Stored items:
* * * * * * * * *

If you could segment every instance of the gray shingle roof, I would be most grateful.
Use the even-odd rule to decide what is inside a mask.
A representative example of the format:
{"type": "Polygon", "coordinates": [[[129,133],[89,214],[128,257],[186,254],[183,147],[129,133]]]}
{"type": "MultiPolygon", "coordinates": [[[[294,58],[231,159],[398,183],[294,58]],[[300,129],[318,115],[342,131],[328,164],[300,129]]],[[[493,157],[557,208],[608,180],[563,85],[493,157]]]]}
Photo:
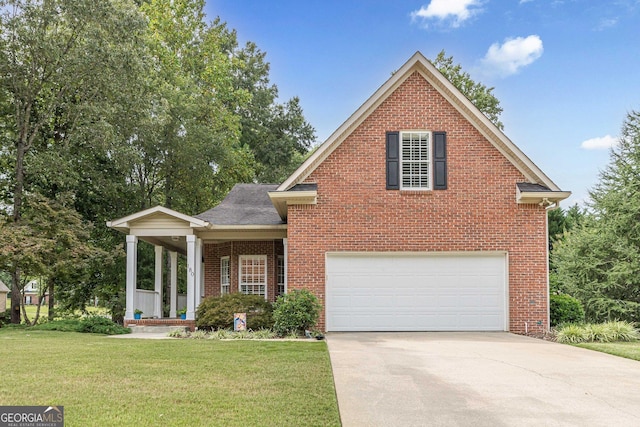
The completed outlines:
{"type": "Polygon", "coordinates": [[[278,184],[236,184],[218,206],[195,217],[214,225],[285,224],[268,194],[277,188],[278,184]]]}
{"type": "Polygon", "coordinates": [[[532,184],[530,182],[519,182],[518,188],[522,192],[536,192],[536,193],[543,192],[543,191],[549,191],[551,193],[553,192],[551,189],[549,189],[548,187],[545,187],[544,185],[532,184]]]}

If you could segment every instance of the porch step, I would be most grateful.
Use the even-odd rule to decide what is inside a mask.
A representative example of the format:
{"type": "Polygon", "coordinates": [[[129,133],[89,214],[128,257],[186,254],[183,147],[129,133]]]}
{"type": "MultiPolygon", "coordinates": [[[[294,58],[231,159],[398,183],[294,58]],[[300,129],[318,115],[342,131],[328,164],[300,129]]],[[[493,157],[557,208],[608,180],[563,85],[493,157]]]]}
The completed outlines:
{"type": "Polygon", "coordinates": [[[132,334],[168,334],[173,331],[184,331],[187,326],[171,326],[171,325],[129,325],[132,334]]]}

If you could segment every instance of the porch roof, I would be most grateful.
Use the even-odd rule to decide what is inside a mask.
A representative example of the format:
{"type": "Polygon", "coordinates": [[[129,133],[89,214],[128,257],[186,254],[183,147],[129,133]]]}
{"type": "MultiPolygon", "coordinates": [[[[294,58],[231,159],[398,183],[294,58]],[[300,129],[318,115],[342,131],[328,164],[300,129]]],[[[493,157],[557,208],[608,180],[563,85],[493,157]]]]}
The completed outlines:
{"type": "Polygon", "coordinates": [[[278,184],[237,184],[215,208],[188,216],[161,206],[107,222],[123,233],[185,253],[185,236],[205,241],[271,240],[287,237],[287,223],[269,197],[278,184]]]}

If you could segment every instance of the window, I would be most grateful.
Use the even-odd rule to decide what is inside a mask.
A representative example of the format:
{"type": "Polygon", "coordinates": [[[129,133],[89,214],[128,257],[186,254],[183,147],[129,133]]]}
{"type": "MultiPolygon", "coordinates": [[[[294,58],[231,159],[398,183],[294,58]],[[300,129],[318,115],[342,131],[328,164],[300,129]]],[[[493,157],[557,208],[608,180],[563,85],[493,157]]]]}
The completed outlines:
{"type": "Polygon", "coordinates": [[[431,189],[431,134],[401,132],[400,182],[403,190],[431,189]]]}
{"type": "Polygon", "coordinates": [[[278,295],[284,294],[284,256],[278,256],[278,295]]]}
{"type": "Polygon", "coordinates": [[[230,273],[229,257],[220,258],[220,295],[228,294],[231,291],[230,273]]]}
{"type": "Polygon", "coordinates": [[[240,292],[267,297],[267,256],[240,255],[240,292]]]}

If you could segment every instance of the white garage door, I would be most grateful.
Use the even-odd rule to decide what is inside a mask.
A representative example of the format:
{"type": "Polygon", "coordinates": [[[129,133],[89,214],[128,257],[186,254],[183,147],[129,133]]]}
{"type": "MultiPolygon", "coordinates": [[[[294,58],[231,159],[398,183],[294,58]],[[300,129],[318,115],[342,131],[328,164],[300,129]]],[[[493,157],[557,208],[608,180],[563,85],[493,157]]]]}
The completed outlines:
{"type": "Polygon", "coordinates": [[[504,331],[506,255],[327,254],[328,331],[504,331]]]}

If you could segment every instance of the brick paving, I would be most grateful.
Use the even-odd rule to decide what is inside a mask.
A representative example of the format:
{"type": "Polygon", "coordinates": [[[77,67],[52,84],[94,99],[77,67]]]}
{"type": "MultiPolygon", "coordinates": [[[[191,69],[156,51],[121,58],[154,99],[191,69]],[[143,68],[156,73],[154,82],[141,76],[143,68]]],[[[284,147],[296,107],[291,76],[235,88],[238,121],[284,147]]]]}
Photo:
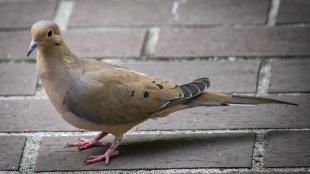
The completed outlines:
{"type": "MultiPolygon", "coordinates": [[[[25,59],[28,49],[30,32],[25,31],[3,31],[0,32],[0,60],[7,59],[25,59]]],[[[34,59],[34,55],[31,58],[34,59]]]]}
{"type": "Polygon", "coordinates": [[[307,92],[310,90],[309,74],[310,61],[308,59],[274,61],[272,63],[269,91],[307,92]]]}
{"type": "Polygon", "coordinates": [[[83,161],[106,149],[106,141],[103,141],[104,147],[83,152],[63,148],[65,142],[76,139],[44,137],[36,171],[251,167],[254,145],[253,134],[127,136],[119,148],[122,155],[105,166],[85,165],[83,161]]]}
{"type": "Polygon", "coordinates": [[[37,84],[34,64],[0,64],[0,74],[0,95],[34,95],[37,84]]]}
{"type": "MultiPolygon", "coordinates": [[[[310,173],[310,3],[307,0],[0,1],[0,173],[310,173]],[[63,143],[88,132],[42,92],[29,29],[72,2],[67,45],[177,83],[263,94],[296,106],[199,107],[135,127],[109,166],[63,143]],[[154,32],[153,29],[159,32],[154,32]]],[[[65,19],[63,19],[66,21],[65,19]]],[[[63,26],[63,28],[66,28],[63,26]]]]}
{"type": "Polygon", "coordinates": [[[310,2],[307,0],[282,0],[278,24],[310,22],[310,2]]]}
{"type": "Polygon", "coordinates": [[[0,170],[18,170],[26,138],[0,136],[0,170]]]}
{"type": "Polygon", "coordinates": [[[267,0],[78,0],[70,26],[263,24],[268,6],[267,0]]]}
{"type": "Polygon", "coordinates": [[[40,19],[53,19],[57,1],[55,0],[22,0],[1,1],[1,29],[30,29],[30,23],[40,19]]]}
{"type": "Polygon", "coordinates": [[[80,57],[139,57],[145,32],[143,29],[68,31],[64,39],[80,57]]]}
{"type": "Polygon", "coordinates": [[[0,132],[79,130],[64,122],[48,99],[0,100],[0,115],[0,132]]]}
{"type": "Polygon", "coordinates": [[[304,56],[309,44],[309,27],[173,28],[160,31],[156,56],[304,56]]]}
{"type": "Polygon", "coordinates": [[[272,131],[267,138],[267,167],[300,167],[310,165],[309,131],[272,131]]]}

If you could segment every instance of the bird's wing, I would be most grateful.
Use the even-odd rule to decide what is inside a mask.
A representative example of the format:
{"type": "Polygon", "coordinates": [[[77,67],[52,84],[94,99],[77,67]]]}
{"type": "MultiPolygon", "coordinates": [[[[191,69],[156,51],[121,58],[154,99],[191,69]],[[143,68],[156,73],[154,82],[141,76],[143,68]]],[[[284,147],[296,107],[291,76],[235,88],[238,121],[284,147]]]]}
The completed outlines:
{"type": "Polygon", "coordinates": [[[178,86],[109,65],[90,69],[68,91],[64,104],[75,115],[96,123],[142,121],[199,95],[209,85],[200,79],[178,86]]]}

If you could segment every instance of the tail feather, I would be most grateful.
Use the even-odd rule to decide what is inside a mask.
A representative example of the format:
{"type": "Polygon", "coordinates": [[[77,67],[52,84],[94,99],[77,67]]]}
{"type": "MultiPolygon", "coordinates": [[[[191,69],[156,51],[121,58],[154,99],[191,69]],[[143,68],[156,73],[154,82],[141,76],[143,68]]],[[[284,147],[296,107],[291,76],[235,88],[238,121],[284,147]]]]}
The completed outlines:
{"type": "Polygon", "coordinates": [[[236,96],[236,95],[232,96],[231,102],[232,102],[231,104],[270,104],[270,103],[276,103],[276,104],[297,105],[295,103],[271,99],[271,98],[236,96]]]}
{"type": "Polygon", "coordinates": [[[190,107],[194,106],[227,106],[227,105],[257,105],[257,104],[287,104],[295,103],[252,96],[240,96],[221,92],[204,92],[198,97],[186,103],[190,107]]]}

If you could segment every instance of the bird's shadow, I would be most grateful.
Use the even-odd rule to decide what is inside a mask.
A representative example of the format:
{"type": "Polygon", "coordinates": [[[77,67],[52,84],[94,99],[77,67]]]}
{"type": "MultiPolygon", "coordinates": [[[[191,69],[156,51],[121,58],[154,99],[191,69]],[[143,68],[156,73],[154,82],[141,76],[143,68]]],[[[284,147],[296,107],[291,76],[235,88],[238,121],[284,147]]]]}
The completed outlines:
{"type": "MultiPolygon", "coordinates": [[[[184,135],[149,135],[144,137],[128,136],[119,146],[118,150],[121,156],[144,156],[144,155],[164,155],[167,153],[185,153],[201,147],[222,146],[223,144],[234,144],[240,142],[240,139],[248,138],[243,134],[184,134],[184,135]]],[[[108,149],[110,143],[102,142],[97,145],[94,154],[102,154],[102,151],[108,149]]]]}

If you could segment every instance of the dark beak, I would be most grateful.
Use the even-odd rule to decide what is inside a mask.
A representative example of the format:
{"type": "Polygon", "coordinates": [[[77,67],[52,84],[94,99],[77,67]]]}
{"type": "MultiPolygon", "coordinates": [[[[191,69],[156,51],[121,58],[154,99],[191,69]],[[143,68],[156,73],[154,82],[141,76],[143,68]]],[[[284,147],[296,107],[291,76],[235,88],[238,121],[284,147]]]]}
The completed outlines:
{"type": "Polygon", "coordinates": [[[27,51],[27,57],[29,57],[29,55],[31,54],[31,52],[32,52],[34,49],[36,49],[37,45],[38,45],[38,42],[36,42],[36,41],[31,41],[30,46],[29,46],[28,51],[27,51]]]}

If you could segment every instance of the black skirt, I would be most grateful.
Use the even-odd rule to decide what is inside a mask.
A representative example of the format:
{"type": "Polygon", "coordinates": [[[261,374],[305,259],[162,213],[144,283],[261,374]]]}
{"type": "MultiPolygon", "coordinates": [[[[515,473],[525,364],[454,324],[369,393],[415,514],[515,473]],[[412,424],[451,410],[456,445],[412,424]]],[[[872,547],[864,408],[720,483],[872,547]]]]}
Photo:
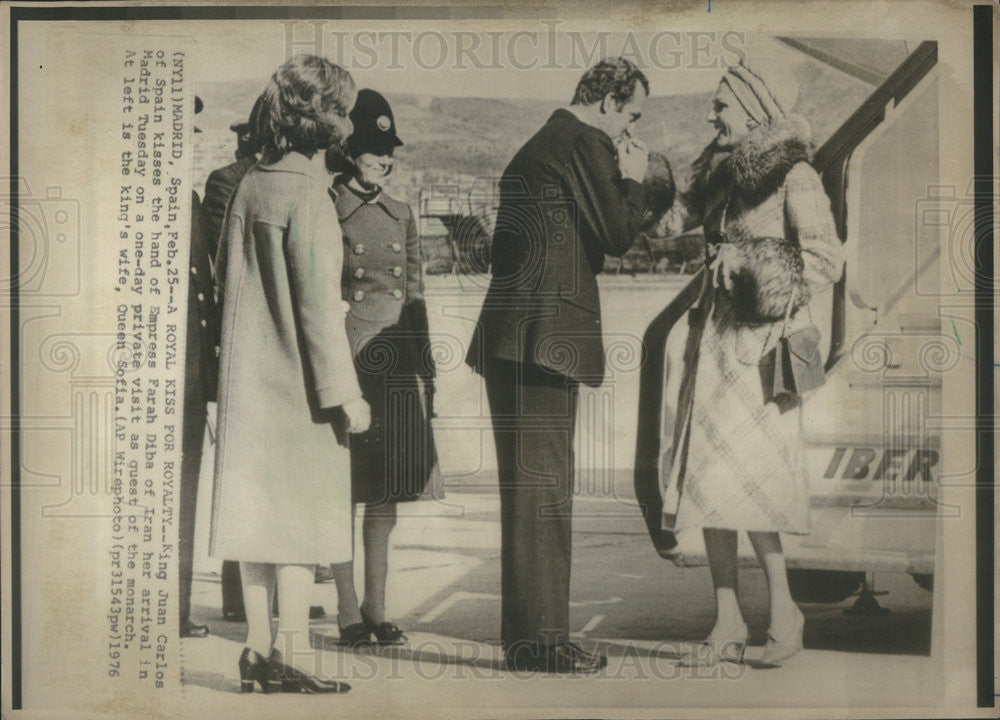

* * * * * * * * *

Task directions: An exact copy of the lines above, from the first through the line that holds "If you could segment every instance of the porch roof, I", is what is needed; leave the pictures out.

Your response:
If you could segment every instance of the gray shingle roof, I would be most grateful.
Use the even-odd rule to decide what is inside a mask.
A representative example of the format:
{"type": "Polygon", "coordinates": [[[129,133],[89,214],[128,257],[186,254],[183,147],[129,133]]]}
{"type": "MultiPolygon", "coordinates": [[[[294,58],[231,159],[398,183],[294,58]],[[300,129],[318,115],[342,131],[328,164],[300,129]]],[[[493,157],[557,208],[608,180],[563,85],[493,157]]]]}
Photo:
The completed outlines:
{"type": "Polygon", "coordinates": [[[278,184],[236,184],[218,206],[195,217],[214,225],[285,224],[268,194],[277,188],[278,184]]]}
{"type": "Polygon", "coordinates": [[[532,184],[530,182],[519,182],[518,188],[522,192],[536,192],[536,193],[543,192],[543,191],[549,191],[551,193],[553,192],[551,189],[549,189],[548,187],[545,187],[544,185],[532,184]]]}

If you could segment every instance of the porch step, I would be most grateful.
Use the even-odd rule to decide what is inside a mask.
A representative example of the format:
{"type": "Polygon", "coordinates": [[[129,133],[89,214],[128,257],[186,254],[183,147],[129,133]]]}
{"type": "MultiPolygon", "coordinates": [[[[294,58],[231,159],[398,183],[294,58]],[[300,129],[318,115],[342,131],[328,164],[300,129]]],[[[493,157],[557,208],[608,180],[563,85],[493,157]]]]}
The completed outlines:
{"type": "Polygon", "coordinates": [[[132,334],[168,334],[173,331],[184,331],[187,326],[171,326],[171,325],[129,325],[132,334]]]}

If you could segment every instance of the porch roof, I would be most grateful.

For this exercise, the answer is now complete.